With real estate, it's different. While real estate can still have it's ups and downs, real estate for the most part is slower to react to sudden changes. If you are paying attention and know what to look for, you can see market trends way before they happen, and this allows you time to react or formulate a plan to either cut-back, sell or exchange. Maximizing your return on investment, or your cash-on-cash return, is essentially the key.
Additionally, real estate is not as liquid as other investments. That means that it is not a quick buy-and-sell transaction like stock. When you sell liquid investments, you earn cash quickly, therefore you are taxed at a very high capital gains rate. With real estate, gains are realized at a much slower rate, which makes your tax exposure significantly less, compared to other investments.
Reason #8 - Hedge Against Inflation
For most people, they may feel that the most practical thing to do, is take your money and put it into a savings bond or bank account that yields 2 to 3 percent per year. The main argument here is that this type of investing, is what most people consider "safe", or at least safer than other types of investments. The problem with this type of thinking, is that you don't make any money. This is because of one word, inflation.
※
=== WORK TO DO ===
1. Answer these questions from the real estate passage, one line each:
(a) What does the passage call essentially the key?
(b) What yearly yield does it give for a savings bond or bank account?
(c) Which one word does it blame for not making any money?
2. Rewrite the real estate passage from "Reason #8 - Hedge" up to and including "one word, inflation.", swapping "savings bond" for "certificate of deposit".
※
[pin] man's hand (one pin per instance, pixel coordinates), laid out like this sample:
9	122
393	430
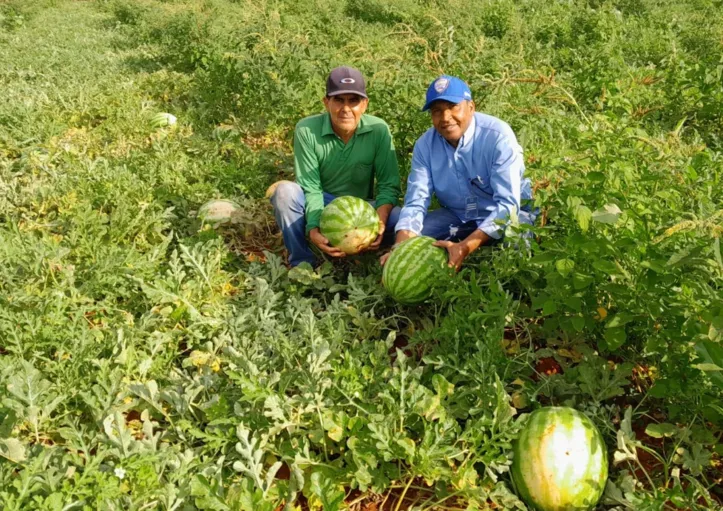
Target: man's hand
378	241
401	236
383	212
457	252
320	241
※
=== THE RESPONSES ===
1.
(a) Maximizing your return on investment, or your cash-on-cash return.
(b) 2 to 3 percent per year.
(c) Inflation.

2.
Reason #8 - Hedge Against Inflation
For most people, they may feel that the most practical thing to do, is take your money and put it into a certificate of deposit or bank account that yields 2 to 3 percent per year. The main argument here is that this type of investing, is what most people consider "safe", or at least safer than other types of investments. The problem with this type of thinking, is that you don't make any money. This is because of one word, inflation.